---- Record set
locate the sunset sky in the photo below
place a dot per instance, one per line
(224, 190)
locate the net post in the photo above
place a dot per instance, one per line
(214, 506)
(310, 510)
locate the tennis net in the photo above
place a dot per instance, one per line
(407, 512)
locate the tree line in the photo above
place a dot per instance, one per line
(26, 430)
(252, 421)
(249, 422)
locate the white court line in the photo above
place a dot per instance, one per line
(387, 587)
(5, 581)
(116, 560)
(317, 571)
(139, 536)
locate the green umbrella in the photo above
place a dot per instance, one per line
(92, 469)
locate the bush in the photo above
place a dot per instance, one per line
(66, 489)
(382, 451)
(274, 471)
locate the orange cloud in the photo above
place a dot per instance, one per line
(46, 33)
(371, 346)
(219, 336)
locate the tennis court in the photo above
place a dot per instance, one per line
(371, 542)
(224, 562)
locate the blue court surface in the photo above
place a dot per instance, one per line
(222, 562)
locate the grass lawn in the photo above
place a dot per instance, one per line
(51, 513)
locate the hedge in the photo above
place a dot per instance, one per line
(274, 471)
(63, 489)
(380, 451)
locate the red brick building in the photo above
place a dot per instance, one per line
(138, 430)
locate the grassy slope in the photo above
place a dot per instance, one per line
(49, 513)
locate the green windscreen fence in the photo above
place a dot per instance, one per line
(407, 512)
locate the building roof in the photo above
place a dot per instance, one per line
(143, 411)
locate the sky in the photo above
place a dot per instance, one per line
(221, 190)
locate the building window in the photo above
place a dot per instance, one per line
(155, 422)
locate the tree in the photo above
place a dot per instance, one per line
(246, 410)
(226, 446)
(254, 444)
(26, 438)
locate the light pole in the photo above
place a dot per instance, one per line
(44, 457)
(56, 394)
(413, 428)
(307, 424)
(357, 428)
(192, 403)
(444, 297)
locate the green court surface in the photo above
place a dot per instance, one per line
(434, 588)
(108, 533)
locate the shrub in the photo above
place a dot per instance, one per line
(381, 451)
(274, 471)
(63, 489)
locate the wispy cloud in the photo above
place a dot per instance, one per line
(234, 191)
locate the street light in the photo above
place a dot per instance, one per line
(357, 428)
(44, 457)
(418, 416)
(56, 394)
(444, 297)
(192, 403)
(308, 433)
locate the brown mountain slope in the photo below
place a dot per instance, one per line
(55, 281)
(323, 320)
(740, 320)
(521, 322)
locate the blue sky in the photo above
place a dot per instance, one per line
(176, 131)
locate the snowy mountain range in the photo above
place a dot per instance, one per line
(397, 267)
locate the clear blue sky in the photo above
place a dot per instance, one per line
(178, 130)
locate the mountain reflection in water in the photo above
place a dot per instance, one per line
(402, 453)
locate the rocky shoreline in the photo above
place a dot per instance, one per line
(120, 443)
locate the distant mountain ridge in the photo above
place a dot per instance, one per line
--------
◆ What the task asks: Please reproduce, exactly as they appear above, the lines from the line containing "locate the green windscreen" up to and including the line containing "locate the building window in the photo above".

◆ Output below:
locate the green windscreen fence in the photo above
place a dot per instance, one per line
(407, 512)
locate the building roof in the photo above
place a dot per instance, one per line
(143, 411)
locate the sky in the photo above
place a dot per instance, one per line
(221, 190)
locate the building window in the photo above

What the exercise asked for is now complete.